Wilayah Jawa Barat mempunyai potensi kegempaan yang tinggi, baik disebabkan oleh sumber megathrust di lepas pantai maupun dari sumber sesar-sesar gempa di darat. Dalam pendekatan terkini, antisipasi bencana adalah menggunakan cara penanggulangan bencana yang terukur, yaitu menggunakan pendekatan pengurangan risiko bencana (PRB).
Dalam upaya PRB, antar unsur penta-helix (lima unsur: pemerintah, masyarakat, dunia/pelaku usaha, media massa, dan akademisi) harus bersinergi untuk mempercepat mendapatkan hasil yang maksimum. Pemerintah menjadi penanggung jawab utama penanggulangan bencana disertai dengan dukungan penuh dari unsur-unsur penta-helix lainnya, karena dampak bencana akan dirasakan oleh semua unsur. Dengan demikian, upaya penanggulangan bencana menjadi kewajiban bersama pula.

## [INSTRUKSI TUGAS A]
Tuliskan kembali bagian kutipan tentang penanggulangan bencana di Jawa Barat, mulai dari kata-kata yang memuat "Wilayah Jawa Barat" dan berhenti setelah "kewajiban bersama pula.". Ganti "akademisi" dengan "perguruan tinggi".

## [BARIS DATA]
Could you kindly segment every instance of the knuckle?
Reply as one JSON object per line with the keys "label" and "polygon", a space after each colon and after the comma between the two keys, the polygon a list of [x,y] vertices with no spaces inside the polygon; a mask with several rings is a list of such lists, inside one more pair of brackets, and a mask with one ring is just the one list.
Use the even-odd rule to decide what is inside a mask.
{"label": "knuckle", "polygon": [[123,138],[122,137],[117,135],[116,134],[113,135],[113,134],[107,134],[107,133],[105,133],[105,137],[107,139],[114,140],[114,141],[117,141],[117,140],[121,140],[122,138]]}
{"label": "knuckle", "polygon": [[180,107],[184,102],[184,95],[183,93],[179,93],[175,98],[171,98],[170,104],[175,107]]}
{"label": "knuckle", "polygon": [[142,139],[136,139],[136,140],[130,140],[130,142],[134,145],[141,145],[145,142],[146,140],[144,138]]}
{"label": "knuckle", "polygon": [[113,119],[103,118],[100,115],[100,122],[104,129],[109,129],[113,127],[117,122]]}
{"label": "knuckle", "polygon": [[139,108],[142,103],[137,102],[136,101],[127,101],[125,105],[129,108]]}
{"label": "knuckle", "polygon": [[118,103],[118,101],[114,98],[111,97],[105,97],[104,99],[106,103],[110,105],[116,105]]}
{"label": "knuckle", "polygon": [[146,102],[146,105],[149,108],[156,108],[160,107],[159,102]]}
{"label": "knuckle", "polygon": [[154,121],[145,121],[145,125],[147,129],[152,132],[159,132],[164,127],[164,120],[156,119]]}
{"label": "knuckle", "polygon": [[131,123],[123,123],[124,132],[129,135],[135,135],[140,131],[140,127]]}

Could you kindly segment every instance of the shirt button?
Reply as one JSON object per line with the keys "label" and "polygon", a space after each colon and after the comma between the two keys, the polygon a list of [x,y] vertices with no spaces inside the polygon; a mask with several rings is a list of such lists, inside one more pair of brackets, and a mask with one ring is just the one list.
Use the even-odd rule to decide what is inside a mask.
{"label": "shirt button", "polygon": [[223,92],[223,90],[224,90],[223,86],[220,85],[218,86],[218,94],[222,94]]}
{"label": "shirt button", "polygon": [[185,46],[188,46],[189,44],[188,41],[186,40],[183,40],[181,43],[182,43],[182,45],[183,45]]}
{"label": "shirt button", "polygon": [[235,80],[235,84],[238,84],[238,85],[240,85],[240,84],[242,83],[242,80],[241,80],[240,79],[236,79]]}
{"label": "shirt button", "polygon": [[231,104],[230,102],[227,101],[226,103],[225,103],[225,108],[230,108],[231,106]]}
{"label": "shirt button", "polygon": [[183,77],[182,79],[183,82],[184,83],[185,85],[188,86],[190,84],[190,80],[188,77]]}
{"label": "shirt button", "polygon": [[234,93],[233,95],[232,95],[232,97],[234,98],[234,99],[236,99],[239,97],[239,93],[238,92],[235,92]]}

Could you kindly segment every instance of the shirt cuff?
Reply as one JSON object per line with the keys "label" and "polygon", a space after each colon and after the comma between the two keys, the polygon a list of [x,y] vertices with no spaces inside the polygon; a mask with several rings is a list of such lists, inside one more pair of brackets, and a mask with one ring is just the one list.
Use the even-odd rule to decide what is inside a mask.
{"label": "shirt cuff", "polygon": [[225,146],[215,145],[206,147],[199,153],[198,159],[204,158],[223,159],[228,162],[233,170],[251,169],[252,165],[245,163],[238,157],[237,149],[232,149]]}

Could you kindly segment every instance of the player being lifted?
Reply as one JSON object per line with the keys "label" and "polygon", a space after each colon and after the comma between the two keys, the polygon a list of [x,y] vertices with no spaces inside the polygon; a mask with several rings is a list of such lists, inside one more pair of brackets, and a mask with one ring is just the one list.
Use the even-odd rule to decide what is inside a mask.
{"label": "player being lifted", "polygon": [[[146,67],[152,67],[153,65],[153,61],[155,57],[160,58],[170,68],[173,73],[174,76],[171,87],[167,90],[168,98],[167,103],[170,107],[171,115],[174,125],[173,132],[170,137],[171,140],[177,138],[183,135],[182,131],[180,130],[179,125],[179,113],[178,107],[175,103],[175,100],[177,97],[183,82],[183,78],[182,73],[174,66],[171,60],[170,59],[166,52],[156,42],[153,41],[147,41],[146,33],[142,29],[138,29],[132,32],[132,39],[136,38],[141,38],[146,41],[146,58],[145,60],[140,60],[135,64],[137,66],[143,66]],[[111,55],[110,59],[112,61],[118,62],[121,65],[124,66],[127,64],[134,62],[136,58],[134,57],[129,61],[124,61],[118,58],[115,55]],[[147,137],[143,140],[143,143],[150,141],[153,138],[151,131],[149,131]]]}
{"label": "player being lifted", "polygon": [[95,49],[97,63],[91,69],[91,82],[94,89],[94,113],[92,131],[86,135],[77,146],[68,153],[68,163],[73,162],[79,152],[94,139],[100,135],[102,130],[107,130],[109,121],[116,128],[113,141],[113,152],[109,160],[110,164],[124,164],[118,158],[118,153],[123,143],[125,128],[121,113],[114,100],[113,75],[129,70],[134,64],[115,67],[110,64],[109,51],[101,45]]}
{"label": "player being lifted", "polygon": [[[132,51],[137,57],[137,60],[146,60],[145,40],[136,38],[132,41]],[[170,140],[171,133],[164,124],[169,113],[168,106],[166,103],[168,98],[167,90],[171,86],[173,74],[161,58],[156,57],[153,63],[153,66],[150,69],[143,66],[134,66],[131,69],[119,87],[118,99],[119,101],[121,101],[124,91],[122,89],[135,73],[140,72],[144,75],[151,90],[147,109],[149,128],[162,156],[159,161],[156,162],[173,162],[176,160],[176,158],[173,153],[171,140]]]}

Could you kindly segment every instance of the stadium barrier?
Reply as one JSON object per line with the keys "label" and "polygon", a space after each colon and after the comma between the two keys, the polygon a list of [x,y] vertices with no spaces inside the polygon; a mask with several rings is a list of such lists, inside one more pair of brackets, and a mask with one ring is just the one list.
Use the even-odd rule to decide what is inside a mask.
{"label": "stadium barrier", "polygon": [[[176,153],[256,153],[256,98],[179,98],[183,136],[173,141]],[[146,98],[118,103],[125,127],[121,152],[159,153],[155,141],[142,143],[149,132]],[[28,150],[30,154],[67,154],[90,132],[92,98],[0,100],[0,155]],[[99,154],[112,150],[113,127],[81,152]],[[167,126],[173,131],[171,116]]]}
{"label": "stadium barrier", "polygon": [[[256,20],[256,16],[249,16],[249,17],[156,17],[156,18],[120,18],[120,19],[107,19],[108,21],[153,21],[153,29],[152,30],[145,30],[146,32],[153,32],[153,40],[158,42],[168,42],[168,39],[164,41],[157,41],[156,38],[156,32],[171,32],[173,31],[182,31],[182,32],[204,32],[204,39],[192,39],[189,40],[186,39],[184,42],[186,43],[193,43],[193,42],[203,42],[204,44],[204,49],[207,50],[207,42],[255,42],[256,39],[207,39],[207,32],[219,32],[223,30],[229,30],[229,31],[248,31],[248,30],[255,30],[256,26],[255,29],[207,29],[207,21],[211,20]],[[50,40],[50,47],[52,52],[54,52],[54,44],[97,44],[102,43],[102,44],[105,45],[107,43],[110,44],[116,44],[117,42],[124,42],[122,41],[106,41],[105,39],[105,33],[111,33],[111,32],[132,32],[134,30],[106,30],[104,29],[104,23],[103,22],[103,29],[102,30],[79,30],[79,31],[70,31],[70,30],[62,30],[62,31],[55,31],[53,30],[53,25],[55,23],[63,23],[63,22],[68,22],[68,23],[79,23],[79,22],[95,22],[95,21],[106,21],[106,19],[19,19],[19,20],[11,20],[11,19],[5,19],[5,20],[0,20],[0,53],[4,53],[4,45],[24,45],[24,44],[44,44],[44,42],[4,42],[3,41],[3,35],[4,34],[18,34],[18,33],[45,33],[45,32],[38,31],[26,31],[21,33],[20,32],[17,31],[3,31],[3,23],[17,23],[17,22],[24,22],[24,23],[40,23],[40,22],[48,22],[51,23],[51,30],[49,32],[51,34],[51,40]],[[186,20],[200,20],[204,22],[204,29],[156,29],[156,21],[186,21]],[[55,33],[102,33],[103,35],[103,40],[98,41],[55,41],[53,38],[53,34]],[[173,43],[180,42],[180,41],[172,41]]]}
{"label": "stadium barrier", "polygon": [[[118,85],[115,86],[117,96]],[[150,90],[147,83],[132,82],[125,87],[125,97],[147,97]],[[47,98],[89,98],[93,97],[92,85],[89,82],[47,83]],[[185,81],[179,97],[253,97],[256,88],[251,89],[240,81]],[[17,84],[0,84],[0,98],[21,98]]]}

## [INSTRUKSI TUGAS B]
Salin setiap baris daftar di atas yang memuat kata "kindly".

## [JAWABAN LATIHAN A]
Wilayah Jawa Barat mempunyai potensi kegempaan yang tinggi, baik disebabkan oleh sumber megathrust di lepas pantai maupun dari sumber sesar-sesar gempa di darat. Dalam pendekatan terkini, antisipasi bencana adalah menggunakan cara penanggulangan bencana yang terukur, yaitu menggunakan pendekatan pengurangan risiko bencana (PRB).
Dalam upaya PRB, antar unsur penta-helix (lima unsur: pemerintah, masyarakat, dunia/pelaku usaha, media massa, dan perguruan tinggi) harus bersinergi untuk mempercepat mendapatkan hasil yang maksimum. Pemerintah menjadi penanggung jawab utama penanggulangan bencana disertai dengan dukungan penuh dari unsur-unsur penta-helix lainnya, karena dampak bencana akan dirasakan oleh semua unsur. Dengan demikian, upaya penanggulangan bencana menjadi kewajiban bersama pula.

## [JAWABAN LATIHAN B]
Could you kindly segment every instance of the knuckle?
Could you kindly segment every instance of the shirt button?
Could you kindly segment every instance of the shirt cuff?
Could you kindly segment every instance of the player being lifted?
Could you kindly segment every instance of the stadium barrier?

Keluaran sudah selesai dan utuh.